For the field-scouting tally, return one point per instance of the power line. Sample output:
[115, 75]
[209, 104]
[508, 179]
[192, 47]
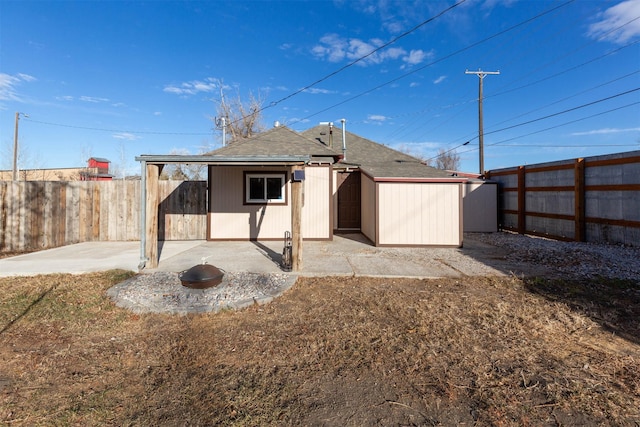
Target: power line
[568, 123]
[609, 53]
[339, 70]
[437, 60]
[546, 129]
[564, 111]
[557, 126]
[136, 132]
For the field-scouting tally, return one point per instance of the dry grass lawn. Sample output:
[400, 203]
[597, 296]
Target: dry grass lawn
[331, 351]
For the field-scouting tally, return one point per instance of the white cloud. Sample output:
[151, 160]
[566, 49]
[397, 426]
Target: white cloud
[377, 117]
[335, 48]
[9, 84]
[126, 136]
[93, 99]
[617, 16]
[193, 87]
[439, 80]
[416, 56]
[315, 91]
[605, 131]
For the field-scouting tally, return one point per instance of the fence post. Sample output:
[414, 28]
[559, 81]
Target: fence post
[522, 215]
[151, 246]
[579, 209]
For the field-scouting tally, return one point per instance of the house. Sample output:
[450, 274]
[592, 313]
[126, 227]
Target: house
[347, 183]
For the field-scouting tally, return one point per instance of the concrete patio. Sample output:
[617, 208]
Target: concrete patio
[346, 255]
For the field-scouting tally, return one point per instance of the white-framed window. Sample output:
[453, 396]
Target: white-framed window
[266, 187]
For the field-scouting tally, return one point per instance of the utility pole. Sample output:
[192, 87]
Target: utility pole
[221, 123]
[481, 74]
[15, 146]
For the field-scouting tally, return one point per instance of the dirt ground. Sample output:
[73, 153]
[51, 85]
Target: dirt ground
[330, 351]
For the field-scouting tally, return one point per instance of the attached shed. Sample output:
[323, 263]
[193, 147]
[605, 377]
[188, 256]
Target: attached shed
[396, 199]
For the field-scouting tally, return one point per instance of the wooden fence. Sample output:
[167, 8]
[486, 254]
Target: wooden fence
[595, 199]
[46, 214]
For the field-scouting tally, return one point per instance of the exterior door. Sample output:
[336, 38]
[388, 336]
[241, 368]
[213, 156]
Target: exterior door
[349, 200]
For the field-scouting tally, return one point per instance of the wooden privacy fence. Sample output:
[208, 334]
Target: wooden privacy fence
[595, 199]
[46, 214]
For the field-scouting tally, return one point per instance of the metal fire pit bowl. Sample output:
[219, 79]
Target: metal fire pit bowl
[201, 276]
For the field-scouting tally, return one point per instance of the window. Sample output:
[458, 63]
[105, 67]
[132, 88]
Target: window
[265, 187]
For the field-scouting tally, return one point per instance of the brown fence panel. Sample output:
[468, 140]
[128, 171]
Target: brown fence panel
[595, 199]
[45, 214]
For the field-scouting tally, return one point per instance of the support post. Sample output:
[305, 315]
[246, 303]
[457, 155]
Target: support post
[296, 221]
[522, 199]
[151, 227]
[15, 149]
[580, 224]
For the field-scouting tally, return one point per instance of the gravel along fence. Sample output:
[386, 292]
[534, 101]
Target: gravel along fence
[574, 260]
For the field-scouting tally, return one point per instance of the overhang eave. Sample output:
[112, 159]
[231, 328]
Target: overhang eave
[224, 160]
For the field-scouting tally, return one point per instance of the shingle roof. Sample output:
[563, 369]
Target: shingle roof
[278, 141]
[375, 159]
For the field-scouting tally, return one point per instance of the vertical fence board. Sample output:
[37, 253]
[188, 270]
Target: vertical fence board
[594, 199]
[47, 214]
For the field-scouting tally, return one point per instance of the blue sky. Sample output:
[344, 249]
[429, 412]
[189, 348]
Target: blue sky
[117, 79]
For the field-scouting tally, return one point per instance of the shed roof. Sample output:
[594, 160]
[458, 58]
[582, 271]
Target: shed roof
[376, 160]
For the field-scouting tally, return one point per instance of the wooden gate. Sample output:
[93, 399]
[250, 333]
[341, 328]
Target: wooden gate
[349, 200]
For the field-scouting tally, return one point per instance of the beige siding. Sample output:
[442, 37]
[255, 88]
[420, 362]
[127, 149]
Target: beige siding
[230, 218]
[480, 212]
[419, 214]
[316, 219]
[368, 207]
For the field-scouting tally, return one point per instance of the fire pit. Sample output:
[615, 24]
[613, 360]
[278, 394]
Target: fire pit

§

STATED TASK
Leave out the pictures and copy the rest of the material above exactly.

SOLUTION TO THE PROBLEM
For the field-scouting tally, return one point per instance of the power line. Sample output:
[115, 75]
[209, 104]
[508, 179]
[192, 47]
Target: power line
[568, 123]
[609, 53]
[339, 70]
[437, 60]
[546, 129]
[564, 111]
[557, 126]
[136, 132]
For the field-scouting tally, return one point per instance of the dry grass lawn. Sample output:
[400, 203]
[597, 296]
Target: dry grass lawn
[331, 351]
For the field-scouting tally, return one point per instance of the white cloud. Sample output:
[151, 160]
[566, 49]
[397, 426]
Target: white cloud
[377, 117]
[335, 48]
[9, 84]
[126, 136]
[93, 99]
[617, 16]
[193, 87]
[439, 80]
[416, 56]
[315, 91]
[605, 131]
For the field-scouting tally, return one point per instance of the fence post. Sample output:
[414, 28]
[559, 81]
Target: fence post
[522, 215]
[151, 246]
[579, 209]
For the field-scouting tally, return one point per instance of the house. Sample output:
[450, 274]
[592, 313]
[126, 227]
Target: house
[347, 183]
For the field-scouting tally, return one point per instance of the concrete patio. Sample output:
[617, 208]
Target: concrete patio
[346, 255]
For the field-scouting tally, return one point per instance of the white-framed window. Sample output:
[453, 396]
Target: white-framed window
[266, 187]
For the field-scouting tally, return one point per instance of the utility pole. Sample output:
[192, 87]
Target: utility pole
[221, 123]
[481, 74]
[15, 146]
For the field-scouting tally, return one point per instance of the dirt ground. Sample output:
[73, 153]
[51, 85]
Target: dirt ground
[330, 351]
For the field-scouting tally, return one point per instance of the attached shed. Sample output:
[323, 263]
[193, 147]
[605, 377]
[188, 256]
Target: attached shed
[396, 199]
For the field-scouting tally, return one point per instance of the wooden fence. Sample output:
[167, 8]
[486, 254]
Target: wooden fence
[595, 199]
[46, 214]
For the field-scouting tally, return one point per instance of the exterior door. Sample output:
[336, 38]
[388, 336]
[241, 368]
[213, 156]
Target: exterior door
[349, 200]
For the field-scouting tally, return one point per instance of the wooden privacy fence. Sample output:
[208, 334]
Target: wooden privacy fence
[595, 199]
[46, 214]
For the field-scouting tally, return one point per instance of the metal fire pit bowl. Sample output:
[219, 79]
Target: metal fire pit bowl
[201, 276]
For the field-scouting tally, return one point per instance of the window. Sample output:
[458, 63]
[105, 67]
[132, 88]
Target: window
[265, 187]
For the field-scouting tally, return one point per instance of the brown fence panel. Sample output:
[468, 140]
[128, 171]
Target: brown fence panel
[595, 199]
[45, 214]
For the field-scouting tally, return one point per instance of the support post. Sample output:
[305, 315]
[246, 303]
[457, 155]
Target: support post
[296, 221]
[522, 199]
[151, 227]
[15, 149]
[580, 224]
For the field-scouting tally, return one point per instance of the gravel along fence. Sample output:
[386, 292]
[534, 101]
Target: gravel along fence
[574, 260]
For the field-scouting tally, return one point per instance of the overhang eave. Sample output:
[112, 159]
[231, 328]
Target: overhang eave
[224, 160]
For the field-scouting tally, return one point per instance of the shingle roof. Sample output:
[563, 369]
Target: shingle roof
[278, 141]
[375, 159]
For the field-scouting tally, return one point per instance of the vertical fence board. Sample output:
[37, 253]
[188, 270]
Target: vertical fence board
[594, 199]
[47, 214]
For the field-scouting tally, return one point per instance of the blue sky. Sample output:
[344, 249]
[429, 412]
[189, 348]
Target: blue sky
[117, 79]
For the field-scouting tally, return one point per instance of the shed roof. Sample output:
[594, 160]
[458, 58]
[582, 271]
Target: shed roof
[376, 160]
For the field-scouting tally, return one point per instance of the wooden gate. Sample output:
[93, 399]
[250, 333]
[341, 328]
Target: wooden gate
[349, 200]
For the field-scouting tally, return one point per instance of the beige siding. Sample output:
[442, 37]
[255, 88]
[420, 362]
[127, 149]
Target: beige siding
[230, 218]
[480, 212]
[419, 214]
[316, 219]
[368, 207]
For the field-scouting tally, return one point per instance of the fire pit. Sample output:
[615, 24]
[613, 360]
[278, 394]
Target: fire pit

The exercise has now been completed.